**Exercise prompt:** Present the material as a numbered list, from its first line through the line that contains "left=328, top=12, right=586, bottom=654", with blank lines omitted. Leave the pictures out.

**Data shown:**
---

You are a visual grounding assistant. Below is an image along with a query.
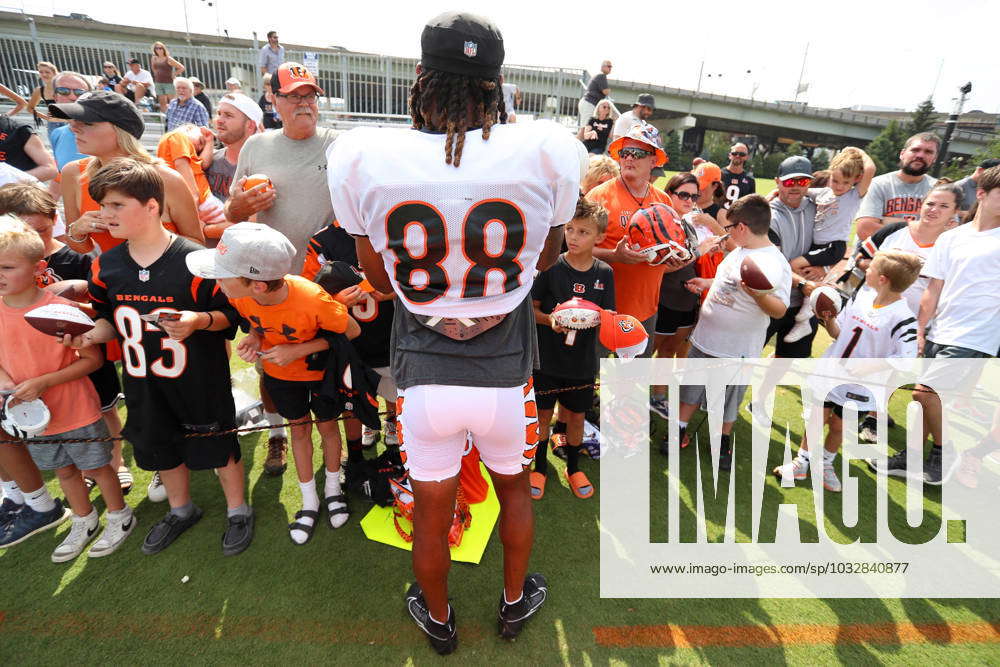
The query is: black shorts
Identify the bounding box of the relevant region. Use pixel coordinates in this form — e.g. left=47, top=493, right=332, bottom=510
left=122, top=377, right=240, bottom=470
left=88, top=361, right=122, bottom=412
left=532, top=371, right=594, bottom=412
left=804, top=241, right=847, bottom=266
left=764, top=304, right=819, bottom=359
left=260, top=373, right=340, bottom=419
left=656, top=306, right=698, bottom=336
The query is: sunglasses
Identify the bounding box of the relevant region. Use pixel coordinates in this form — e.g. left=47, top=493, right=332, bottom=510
left=781, top=176, right=812, bottom=188
left=618, top=148, right=655, bottom=160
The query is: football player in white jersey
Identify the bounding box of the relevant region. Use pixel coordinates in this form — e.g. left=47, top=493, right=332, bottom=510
left=774, top=250, right=923, bottom=493
left=328, top=12, right=586, bottom=654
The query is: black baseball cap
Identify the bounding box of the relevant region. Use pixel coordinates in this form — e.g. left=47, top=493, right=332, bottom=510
left=49, top=90, right=146, bottom=139
left=420, top=12, right=504, bottom=79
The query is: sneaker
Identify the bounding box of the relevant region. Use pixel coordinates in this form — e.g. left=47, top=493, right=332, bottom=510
left=52, top=509, right=101, bottom=563
left=497, top=572, right=549, bottom=639
left=649, top=396, right=670, bottom=419
left=87, top=507, right=137, bottom=558
left=264, top=435, right=288, bottom=477
left=0, top=498, right=73, bottom=548
left=771, top=456, right=809, bottom=487
left=955, top=452, right=983, bottom=489
left=142, top=506, right=202, bottom=556
left=146, top=472, right=167, bottom=503
left=222, top=507, right=254, bottom=556
left=361, top=424, right=379, bottom=449
left=858, top=415, right=878, bottom=442
left=406, top=582, right=458, bottom=655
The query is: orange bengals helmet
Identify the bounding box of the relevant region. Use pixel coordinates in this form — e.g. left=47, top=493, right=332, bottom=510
left=625, top=202, right=692, bottom=266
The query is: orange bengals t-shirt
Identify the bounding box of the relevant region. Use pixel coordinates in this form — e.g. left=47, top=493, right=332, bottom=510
left=230, top=275, right=347, bottom=382
left=587, top=177, right=670, bottom=321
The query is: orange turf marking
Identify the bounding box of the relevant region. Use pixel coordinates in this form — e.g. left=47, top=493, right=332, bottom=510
left=594, top=621, right=1000, bottom=648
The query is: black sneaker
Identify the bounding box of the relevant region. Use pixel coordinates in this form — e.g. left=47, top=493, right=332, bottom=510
left=497, top=572, right=549, bottom=639
left=406, top=582, right=458, bottom=655
left=142, top=506, right=202, bottom=556
left=866, top=449, right=906, bottom=477
left=222, top=507, right=254, bottom=556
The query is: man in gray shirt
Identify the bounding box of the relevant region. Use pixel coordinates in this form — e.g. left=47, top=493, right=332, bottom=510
left=766, top=155, right=817, bottom=359
left=857, top=132, right=941, bottom=240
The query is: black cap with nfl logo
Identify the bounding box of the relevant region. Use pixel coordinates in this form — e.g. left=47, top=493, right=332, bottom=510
left=420, top=12, right=504, bottom=79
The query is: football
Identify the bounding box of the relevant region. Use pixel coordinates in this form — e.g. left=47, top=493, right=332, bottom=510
left=24, top=303, right=94, bottom=338
left=45, top=280, right=90, bottom=303
left=740, top=255, right=774, bottom=292
left=809, top=285, right=841, bottom=317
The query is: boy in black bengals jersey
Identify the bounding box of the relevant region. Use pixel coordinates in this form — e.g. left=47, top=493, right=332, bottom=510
left=66, top=160, right=254, bottom=555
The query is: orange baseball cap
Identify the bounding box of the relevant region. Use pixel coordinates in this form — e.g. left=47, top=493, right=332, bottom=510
left=271, top=62, right=324, bottom=95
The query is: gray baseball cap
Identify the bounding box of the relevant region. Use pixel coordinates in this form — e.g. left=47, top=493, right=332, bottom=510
left=184, top=222, right=295, bottom=280
left=778, top=155, right=812, bottom=178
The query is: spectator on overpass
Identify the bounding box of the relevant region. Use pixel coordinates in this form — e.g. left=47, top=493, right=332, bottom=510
left=258, top=30, right=285, bottom=76
left=577, top=60, right=611, bottom=127
left=856, top=132, right=941, bottom=240
left=722, top=142, right=757, bottom=204
left=611, top=93, right=656, bottom=141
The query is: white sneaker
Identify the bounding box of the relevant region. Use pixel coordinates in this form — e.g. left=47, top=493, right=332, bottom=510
left=146, top=472, right=167, bottom=503
left=87, top=505, right=136, bottom=558
left=52, top=509, right=100, bottom=563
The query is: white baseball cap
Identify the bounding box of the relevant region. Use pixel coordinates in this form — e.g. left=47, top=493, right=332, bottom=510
left=219, top=93, right=264, bottom=125
left=184, top=222, right=295, bottom=280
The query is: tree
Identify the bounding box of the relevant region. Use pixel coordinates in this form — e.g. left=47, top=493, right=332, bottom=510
left=868, top=120, right=910, bottom=174
left=905, top=97, right=937, bottom=137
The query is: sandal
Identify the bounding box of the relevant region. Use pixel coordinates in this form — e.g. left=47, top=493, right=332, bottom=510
left=118, top=466, right=135, bottom=496
left=288, top=510, right=319, bottom=547
left=563, top=470, right=594, bottom=500
left=323, top=493, right=351, bottom=529
left=528, top=470, right=545, bottom=500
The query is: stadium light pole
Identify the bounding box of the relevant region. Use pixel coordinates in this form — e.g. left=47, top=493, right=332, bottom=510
left=932, top=81, right=972, bottom=178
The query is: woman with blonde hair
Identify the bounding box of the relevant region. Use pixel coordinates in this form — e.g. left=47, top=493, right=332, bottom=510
left=149, top=42, right=185, bottom=113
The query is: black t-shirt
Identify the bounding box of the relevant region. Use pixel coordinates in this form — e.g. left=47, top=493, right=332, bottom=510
left=0, top=114, right=38, bottom=171
left=722, top=169, right=757, bottom=204
left=583, top=72, right=608, bottom=104
left=583, top=116, right=615, bottom=155
left=531, top=255, right=615, bottom=380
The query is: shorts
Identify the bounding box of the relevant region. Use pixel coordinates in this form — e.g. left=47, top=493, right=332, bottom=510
left=679, top=345, right=749, bottom=424
left=372, top=366, right=399, bottom=403
left=27, top=419, right=112, bottom=470
left=804, top=241, right=847, bottom=266
left=656, top=306, right=698, bottom=336
left=532, top=371, right=594, bottom=412
left=396, top=380, right=538, bottom=482
left=260, top=373, right=341, bottom=420
left=87, top=361, right=122, bottom=412
left=764, top=304, right=819, bottom=359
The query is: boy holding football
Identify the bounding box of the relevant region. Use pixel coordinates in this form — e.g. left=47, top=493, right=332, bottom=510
left=0, top=216, right=135, bottom=563
left=529, top=197, right=615, bottom=500
left=187, top=222, right=360, bottom=545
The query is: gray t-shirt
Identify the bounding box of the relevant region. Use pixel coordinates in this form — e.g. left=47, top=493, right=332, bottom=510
left=389, top=294, right=538, bottom=389
left=858, top=171, right=937, bottom=220
left=770, top=197, right=816, bottom=308
left=230, top=127, right=337, bottom=274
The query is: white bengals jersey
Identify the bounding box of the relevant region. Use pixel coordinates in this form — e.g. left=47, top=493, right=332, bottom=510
left=327, top=121, right=586, bottom=317
left=811, top=289, right=917, bottom=410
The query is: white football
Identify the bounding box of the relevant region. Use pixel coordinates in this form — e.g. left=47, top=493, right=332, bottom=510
left=552, top=297, right=601, bottom=329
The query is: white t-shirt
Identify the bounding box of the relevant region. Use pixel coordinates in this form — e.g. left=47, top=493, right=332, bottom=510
left=923, top=222, right=1000, bottom=355
left=691, top=245, right=792, bottom=358
left=327, top=121, right=587, bottom=317
left=809, top=188, right=861, bottom=245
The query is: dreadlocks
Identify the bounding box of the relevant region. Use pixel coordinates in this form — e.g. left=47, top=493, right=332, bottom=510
left=410, top=69, right=507, bottom=167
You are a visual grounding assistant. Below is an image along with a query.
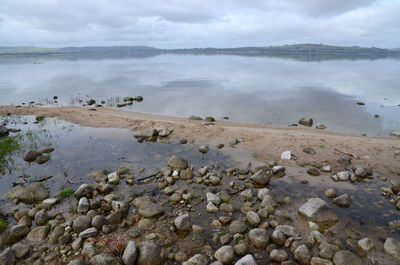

---

**Exercise response:**
1. You are a visual grounding assistant. Below is an image along with a query.
2. The query is: black shorts
3. Identify the bounding box of the relevant region. Use pixel coordinates in this form — e.g. left=47, top=493, right=332, bottom=510
4. left=122, top=377, right=240, bottom=470
5. left=88, top=361, right=122, bottom=412
6. left=532, top=371, right=594, bottom=412
7. left=804, top=241, right=847, bottom=266
8. left=764, top=304, right=819, bottom=359
9. left=260, top=373, right=340, bottom=419
10. left=656, top=306, right=698, bottom=336
11. The query is: sunglasses
12. Identify the bounding box of the relevant region. Use pixel coordinates in this form — e.g. left=47, top=493, right=332, bottom=510
13. left=781, top=176, right=812, bottom=188
14. left=618, top=148, right=655, bottom=160
15. The query is: football player in white jersey
16. Identify the bounding box of the relevant region. Use pixel coordinates in this form — e.g. left=47, top=493, right=332, bottom=510
17. left=774, top=250, right=923, bottom=493
18. left=328, top=12, right=586, bottom=654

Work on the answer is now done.